◆ Prompt 1
Which disciplines does the text on engineering geology name as closely related to engineering geologic practice? List every one.
◆ Prompt 2
Answer these from the text on engineering geology:
(a) Who published the first book entitled Engineering Geology, and in what year?
(b) How many lives were lost in the failure of the St. Francis dam?
(c) Which body provided one of the earliest definitions of the "Engineering geologist" in 1951?
◆ Prompt 3
Rewrite the text on engineering geology starting at "The need for" and ending at "large engineering projects.", with "world wide" replaced by "global".

Engineering geology is the application of the geologic sciences to engineering practice for the purpose of assuring that the geologic factors affecting the location, design, construction, operation and maintenance of engineering works are recognized and adequately provided for. Engineering geologists investigate and provide geologic and geotechnical recommendations, analysis, and design associated with human development. The realm of the engineering geologist is essentially in the area of earth-structure interactions, or investigation of how the earth or earth processes impact human made structures and human activities.
Engineering geologic studies may be performed during the planning, environmental impact analysis, civil or structural engineering design, value engineering and construction phases of public and private works projects, and during post-construction and forensic phases of projects. Works completed by engineering geologists include; geologic hazards, geotechnical, material properties, landslideand slope stability, erosion, flooding, dewatering, and seismic investigations, etc. Engineering geologic studies are performed by a geologist or engineering geologist that is educated, trained and has obtained experience related to the recognition and interpretation of natural processes, the understanding of how these processes impact man-made structures (and vice versa), and knowledge of methods by which to mitigate for hazards resulting from adverse natural or man-made conditions. The principal objective of the engineering geologist is the protection of life and property against damage caused by geologic conditions.
Engineering geologic practice is also closely related to the practice of geological engineering, geotechnical engineering, soils engineering, environmental geology and economic geology. If there is a difference in the content of the disciplines described, it mainly lies in the training or experience of the practitioner.
Although the science of geology has been around since the 18th century, at least in its modern form, the science and practice of engineering geology didn't begin as a recognized discipline until the late 19th and early 20th centuries. The first book entitled Engineering Geology was published in 1880 by William Penning. In the early 20th century Charles Berkey, an American trained geologist who was considered the first American engineering geologist, worked on a number of water supply projects for New York City, then later worked on the Hoover dam and a multitude of other engineering projects. The first American engineering geology text book was written in 1914 by Ries and Watson. In 1925, Karl Terzaghi, an Austrian trained engineer and geologist, published the first text in Soil Mechanics (in German). Terzaghi is known as the father of soil mechanics, but also had great interest in geology; Terzaghi considered soil mechanics to be a sub-discipline of engineering geology. In 1929, Terzaghi, along with Redlich and Kampe, published their own Engineering Geology text (also in German).
The need for geologist on engineering works gained world wide attention in 1928 with the failure of the St. Francis dam in California and the loss of 426 lives. More engineering failures which occurred the following years also prompted the requirement for engineering geologists to work on large engineering projects.
In 1951, one of the earliest definitions of the "Engineering geologist" or "Professional Engineering Geologist" was provided by the Executive Committee of the Division on Engineering Geology of the Geological Society of America.

Records from a dataset:

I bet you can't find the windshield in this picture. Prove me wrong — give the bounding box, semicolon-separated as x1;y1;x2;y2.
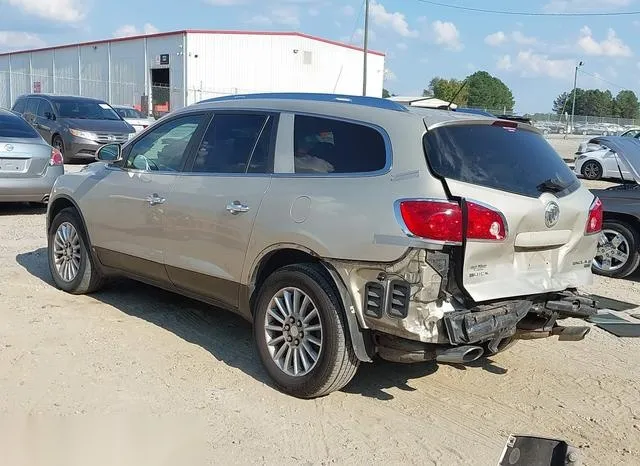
116;107;144;118
54;100;121;120
424;125;580;198
0;115;39;138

◆ Correct result 1
- Geological engineering
- Geotechnical engineering
- Soils engineering
- Environmental geology
- Economic geology

◆ Correct result 2
(a) William Penning, in 1880.
(b) 426.
(c) The Executive Committee of the Division on Engineering Geology of the Geological Society of America.

◆ Correct result 3
The need for geologist on engineering works gained global attention in 1928 with the failure of the St. Francis dam in California and the loss of 426 lives. More engineering failures which occurred the following years also prompted the requirement for engineering geologists to work on large engineering projects.